AUFGABE: Stimmen diese Aussagen mit dem Textauszug überein? (a) Der Schaden am Streifenwagen beträgt 3000 Euro. (b) Der junge Mann verrät die Namen seiner Freunde. (c) Er sitzt sieben Wochen in U-Haft. Antworte jeweils mit Ja oder Nein und zitiere die entscheidenden Worte wörtlich.

TEXTAUSZUG:
_____

Der 18-Jährige aus dem Stuttgarter Umland war in der Nacht beim Feiern mit Freunden, hatte reichlich „Jackie-Cola“getankt, wie er sagt, und dann ging es irgendwie los mit der Randale. „Warum?“, fragt der Richter, „wie kommt man auf die Idee, auf einen Streifenwagen einzuschlagen?“Der 18-Jährige kann es nicht beantworten. „Ich habe keine Erklärung“, sagt er und beteuert, weder zum Rechtsstaat noch zur Polizei ein gestörtes Verhältnis zu haben. „Ich habe das nicht durchdacht, habe mich mitreißen lassen.“
In der Krawallnacht wirft er eine halb volle Getränkedose in Richtung der Beamten, schlägt mit Fäusten und einem schweren Glas-Teelicht auf die Scheiben eines Streifenwagens ein. Der Schaden ist mit 3000 Euro vergleichsweise gering. Es gibt Videoaufnahmen davon. Der 18-Jährige verletzt sich dabei schwer an der Hand und muss noch in der Nacht ins Krankenhaus.
Eine Woche später wird er bei einem erneuten Ausflug nach Stuttgart von einem Zivilbeamten identifiziert und festgenommen. Erst später räumt er scheibchenweise seine Beteiligung ein. Die Namen seiner Freunde nennt er nicht. Sieben Wochen U-Haft folgen. Eine einschneidende Erfahrung für den Auszubildenden, der zwar zuvor wegen typischer Jugenddelikte – Fahren ohne Führerschein, Beleidigung, Schwarzfahren, Diebstahl – schon auffällig wurde, aber ohne Vorstrafen ist und nach Einschätzung der Jugendgerichtshilfe eine gute Sozialprognose hat: ein stabiles familiäres Umfeld, er ist im zweiten Ausbildungsjahr als Industriemechaniker mit Aussicht auf Übernahme, hat einen ordentlichen Verdienst.
Der junge Mann entschuldigt sich auch persönlich bei dem Polizeibeamten,
der als Zeuge aussagt. Der Arbeitgeber hat ihn nach der U-Haft wieder aufgenommen, sein Verteidiger spricht von einem „Warnschuss“, der gewirkt habe. Den Richter überzeugt das nicht.

_____

Bereichsbeschreibungen in natürlicher Sprache
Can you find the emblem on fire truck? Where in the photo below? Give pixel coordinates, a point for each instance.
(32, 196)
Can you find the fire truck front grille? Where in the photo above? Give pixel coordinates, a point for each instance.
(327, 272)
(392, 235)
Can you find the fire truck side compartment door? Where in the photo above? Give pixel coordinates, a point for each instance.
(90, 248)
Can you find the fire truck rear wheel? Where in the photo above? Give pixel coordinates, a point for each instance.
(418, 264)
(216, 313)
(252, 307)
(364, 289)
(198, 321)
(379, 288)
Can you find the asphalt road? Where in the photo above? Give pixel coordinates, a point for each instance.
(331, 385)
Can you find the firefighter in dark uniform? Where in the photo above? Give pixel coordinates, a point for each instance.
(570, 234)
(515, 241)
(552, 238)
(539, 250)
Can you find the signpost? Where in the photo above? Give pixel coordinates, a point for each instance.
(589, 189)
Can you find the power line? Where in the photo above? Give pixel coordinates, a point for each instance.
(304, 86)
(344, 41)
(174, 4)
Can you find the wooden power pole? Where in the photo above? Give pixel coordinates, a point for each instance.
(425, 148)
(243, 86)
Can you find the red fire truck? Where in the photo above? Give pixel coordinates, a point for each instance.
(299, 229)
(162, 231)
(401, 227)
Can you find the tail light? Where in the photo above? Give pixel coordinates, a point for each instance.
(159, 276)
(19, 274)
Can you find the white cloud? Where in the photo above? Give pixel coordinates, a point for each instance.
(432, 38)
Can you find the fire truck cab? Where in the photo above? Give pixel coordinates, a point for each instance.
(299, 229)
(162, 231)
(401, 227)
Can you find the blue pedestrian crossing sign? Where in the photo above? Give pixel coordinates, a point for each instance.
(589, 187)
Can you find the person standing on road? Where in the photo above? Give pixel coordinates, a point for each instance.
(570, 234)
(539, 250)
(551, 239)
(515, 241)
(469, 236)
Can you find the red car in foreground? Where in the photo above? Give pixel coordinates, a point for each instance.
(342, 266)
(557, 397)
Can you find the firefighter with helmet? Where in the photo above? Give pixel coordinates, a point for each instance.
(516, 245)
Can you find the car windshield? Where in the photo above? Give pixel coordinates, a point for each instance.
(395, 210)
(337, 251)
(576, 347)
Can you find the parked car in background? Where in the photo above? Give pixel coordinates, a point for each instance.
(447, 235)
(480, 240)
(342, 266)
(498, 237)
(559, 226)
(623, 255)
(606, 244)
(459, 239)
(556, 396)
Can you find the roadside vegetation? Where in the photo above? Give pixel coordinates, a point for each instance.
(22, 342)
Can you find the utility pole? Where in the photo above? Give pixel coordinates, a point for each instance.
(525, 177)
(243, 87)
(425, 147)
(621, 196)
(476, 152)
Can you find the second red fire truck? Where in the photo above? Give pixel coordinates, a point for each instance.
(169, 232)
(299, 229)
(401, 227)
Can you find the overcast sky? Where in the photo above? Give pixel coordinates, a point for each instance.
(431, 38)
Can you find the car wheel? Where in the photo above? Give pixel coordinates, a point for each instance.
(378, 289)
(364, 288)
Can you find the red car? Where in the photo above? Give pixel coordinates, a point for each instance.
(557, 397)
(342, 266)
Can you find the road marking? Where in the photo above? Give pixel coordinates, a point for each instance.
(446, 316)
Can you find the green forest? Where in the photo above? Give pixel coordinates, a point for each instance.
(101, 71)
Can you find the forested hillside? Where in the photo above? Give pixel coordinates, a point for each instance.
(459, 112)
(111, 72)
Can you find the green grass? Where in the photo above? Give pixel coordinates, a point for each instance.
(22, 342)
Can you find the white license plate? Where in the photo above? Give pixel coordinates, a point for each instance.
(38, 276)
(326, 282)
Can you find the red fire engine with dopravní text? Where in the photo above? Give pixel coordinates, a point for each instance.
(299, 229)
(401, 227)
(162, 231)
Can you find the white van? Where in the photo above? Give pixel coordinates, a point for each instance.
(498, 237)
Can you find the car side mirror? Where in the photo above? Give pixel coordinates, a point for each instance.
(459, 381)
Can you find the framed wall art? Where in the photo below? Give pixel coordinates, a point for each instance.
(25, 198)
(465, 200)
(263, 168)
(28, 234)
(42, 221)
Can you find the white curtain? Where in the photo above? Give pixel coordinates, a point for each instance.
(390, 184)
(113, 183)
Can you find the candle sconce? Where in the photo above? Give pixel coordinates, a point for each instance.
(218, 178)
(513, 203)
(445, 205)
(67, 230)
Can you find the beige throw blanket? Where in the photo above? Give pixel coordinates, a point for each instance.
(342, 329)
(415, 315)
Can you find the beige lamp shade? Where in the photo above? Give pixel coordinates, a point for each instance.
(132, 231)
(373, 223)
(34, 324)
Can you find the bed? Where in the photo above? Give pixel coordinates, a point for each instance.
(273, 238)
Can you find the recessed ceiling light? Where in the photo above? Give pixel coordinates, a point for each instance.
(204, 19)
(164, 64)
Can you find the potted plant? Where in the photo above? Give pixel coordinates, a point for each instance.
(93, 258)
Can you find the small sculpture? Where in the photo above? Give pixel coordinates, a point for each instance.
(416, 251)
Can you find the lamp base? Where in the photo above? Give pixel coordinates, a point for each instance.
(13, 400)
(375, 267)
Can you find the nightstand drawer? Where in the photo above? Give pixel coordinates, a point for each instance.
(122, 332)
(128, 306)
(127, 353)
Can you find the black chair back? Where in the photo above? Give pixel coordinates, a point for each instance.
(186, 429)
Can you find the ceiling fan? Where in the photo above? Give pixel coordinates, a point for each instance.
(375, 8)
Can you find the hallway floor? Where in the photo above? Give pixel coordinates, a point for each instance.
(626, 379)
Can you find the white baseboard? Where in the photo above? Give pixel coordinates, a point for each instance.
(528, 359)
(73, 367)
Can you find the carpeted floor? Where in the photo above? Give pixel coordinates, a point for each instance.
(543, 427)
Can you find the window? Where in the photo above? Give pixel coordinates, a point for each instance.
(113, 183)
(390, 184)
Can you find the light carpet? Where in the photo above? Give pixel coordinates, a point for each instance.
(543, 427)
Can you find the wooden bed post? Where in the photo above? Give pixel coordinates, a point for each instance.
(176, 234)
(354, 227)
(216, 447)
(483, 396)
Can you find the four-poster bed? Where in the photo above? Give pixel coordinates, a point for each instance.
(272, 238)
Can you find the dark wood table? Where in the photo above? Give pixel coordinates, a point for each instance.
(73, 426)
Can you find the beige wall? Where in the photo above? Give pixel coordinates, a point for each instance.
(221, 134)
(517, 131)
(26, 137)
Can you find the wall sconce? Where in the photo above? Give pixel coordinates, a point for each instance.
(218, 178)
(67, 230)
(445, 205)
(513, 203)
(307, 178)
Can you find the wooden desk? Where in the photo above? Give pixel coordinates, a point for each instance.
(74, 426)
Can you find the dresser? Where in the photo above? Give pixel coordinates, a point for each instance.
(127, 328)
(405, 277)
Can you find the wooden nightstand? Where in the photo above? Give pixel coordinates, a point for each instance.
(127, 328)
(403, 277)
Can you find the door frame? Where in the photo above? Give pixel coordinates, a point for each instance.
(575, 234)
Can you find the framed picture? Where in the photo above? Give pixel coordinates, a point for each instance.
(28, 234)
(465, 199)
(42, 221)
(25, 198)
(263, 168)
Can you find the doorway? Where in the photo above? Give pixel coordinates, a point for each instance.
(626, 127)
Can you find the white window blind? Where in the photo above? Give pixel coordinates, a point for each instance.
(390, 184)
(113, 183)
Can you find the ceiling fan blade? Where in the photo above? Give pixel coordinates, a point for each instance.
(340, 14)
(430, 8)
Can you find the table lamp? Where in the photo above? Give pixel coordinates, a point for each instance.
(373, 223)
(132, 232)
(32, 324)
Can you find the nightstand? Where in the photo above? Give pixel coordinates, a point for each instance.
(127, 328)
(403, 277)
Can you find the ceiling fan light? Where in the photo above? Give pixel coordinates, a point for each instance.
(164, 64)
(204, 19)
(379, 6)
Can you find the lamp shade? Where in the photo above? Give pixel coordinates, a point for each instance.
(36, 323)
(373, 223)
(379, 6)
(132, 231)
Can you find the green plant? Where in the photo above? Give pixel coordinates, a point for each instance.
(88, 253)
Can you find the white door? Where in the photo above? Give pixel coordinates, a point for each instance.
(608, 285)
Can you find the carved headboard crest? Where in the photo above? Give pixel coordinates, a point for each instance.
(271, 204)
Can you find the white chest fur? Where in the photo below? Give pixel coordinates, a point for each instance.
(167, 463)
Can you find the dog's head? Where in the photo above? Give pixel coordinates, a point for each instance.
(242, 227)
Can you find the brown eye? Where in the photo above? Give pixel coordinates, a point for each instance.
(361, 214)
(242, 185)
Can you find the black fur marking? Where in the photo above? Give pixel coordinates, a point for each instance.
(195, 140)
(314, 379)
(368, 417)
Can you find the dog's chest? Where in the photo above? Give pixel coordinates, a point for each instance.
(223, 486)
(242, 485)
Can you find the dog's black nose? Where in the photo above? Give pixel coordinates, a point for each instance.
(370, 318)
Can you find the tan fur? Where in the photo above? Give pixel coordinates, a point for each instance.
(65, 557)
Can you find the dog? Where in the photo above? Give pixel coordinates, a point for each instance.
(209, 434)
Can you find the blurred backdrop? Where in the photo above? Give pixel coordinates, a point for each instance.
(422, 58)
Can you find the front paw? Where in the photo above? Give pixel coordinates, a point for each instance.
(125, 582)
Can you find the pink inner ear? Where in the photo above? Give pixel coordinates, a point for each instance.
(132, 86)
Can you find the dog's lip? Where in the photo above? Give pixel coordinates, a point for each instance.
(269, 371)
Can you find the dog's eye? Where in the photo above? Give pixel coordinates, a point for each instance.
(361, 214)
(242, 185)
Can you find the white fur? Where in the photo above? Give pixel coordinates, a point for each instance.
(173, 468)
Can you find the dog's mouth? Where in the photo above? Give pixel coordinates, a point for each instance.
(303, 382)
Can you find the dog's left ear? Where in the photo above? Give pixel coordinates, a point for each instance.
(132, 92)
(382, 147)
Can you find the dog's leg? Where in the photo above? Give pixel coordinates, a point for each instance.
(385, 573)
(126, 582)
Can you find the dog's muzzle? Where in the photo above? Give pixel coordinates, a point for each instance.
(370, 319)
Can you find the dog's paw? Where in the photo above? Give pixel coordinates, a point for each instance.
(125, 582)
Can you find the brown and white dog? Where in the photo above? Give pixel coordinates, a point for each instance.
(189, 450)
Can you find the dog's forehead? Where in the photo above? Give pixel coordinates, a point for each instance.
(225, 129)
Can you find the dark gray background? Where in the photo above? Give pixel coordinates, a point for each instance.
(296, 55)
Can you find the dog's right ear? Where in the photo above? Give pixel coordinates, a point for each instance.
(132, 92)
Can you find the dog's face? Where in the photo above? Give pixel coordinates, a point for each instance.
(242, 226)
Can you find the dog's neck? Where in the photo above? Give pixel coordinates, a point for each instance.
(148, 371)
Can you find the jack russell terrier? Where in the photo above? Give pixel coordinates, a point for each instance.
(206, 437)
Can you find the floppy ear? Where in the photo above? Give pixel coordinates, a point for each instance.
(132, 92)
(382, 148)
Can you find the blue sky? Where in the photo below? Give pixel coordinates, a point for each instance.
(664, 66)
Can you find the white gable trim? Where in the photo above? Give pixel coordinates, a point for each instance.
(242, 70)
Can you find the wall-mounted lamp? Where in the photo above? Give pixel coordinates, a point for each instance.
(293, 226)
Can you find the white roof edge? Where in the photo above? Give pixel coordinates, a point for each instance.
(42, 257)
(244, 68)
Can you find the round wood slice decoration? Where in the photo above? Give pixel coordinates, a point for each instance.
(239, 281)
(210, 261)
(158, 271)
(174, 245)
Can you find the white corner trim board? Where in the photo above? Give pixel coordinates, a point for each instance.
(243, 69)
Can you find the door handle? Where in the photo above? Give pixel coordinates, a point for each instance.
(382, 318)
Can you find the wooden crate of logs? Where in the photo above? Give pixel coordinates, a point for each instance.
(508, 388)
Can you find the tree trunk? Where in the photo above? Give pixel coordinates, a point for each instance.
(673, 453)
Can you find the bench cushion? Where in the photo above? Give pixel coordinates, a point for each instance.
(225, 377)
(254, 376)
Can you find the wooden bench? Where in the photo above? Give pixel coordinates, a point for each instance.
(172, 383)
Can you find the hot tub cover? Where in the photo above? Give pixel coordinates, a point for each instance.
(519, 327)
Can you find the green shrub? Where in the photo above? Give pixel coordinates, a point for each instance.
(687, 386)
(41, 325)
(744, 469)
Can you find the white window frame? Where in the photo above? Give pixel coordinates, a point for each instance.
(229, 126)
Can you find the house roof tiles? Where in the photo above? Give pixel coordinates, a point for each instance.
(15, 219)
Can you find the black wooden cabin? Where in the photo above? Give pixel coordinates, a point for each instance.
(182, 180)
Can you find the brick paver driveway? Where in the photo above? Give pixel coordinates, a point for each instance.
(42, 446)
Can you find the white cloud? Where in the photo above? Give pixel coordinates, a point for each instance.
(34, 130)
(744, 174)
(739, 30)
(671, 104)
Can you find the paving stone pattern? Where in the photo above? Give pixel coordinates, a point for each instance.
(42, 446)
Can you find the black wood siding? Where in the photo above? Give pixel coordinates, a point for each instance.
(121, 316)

_____

ANTWORT:
(a) Ja: „Der Schaden ist mit 3000 Euro vergleichsweise gering.“
(b) Nein: „Die Namen seiner Freunde nennt er nicht.“
(c) Ja: „Sieben Wochen U-Haft folgen.“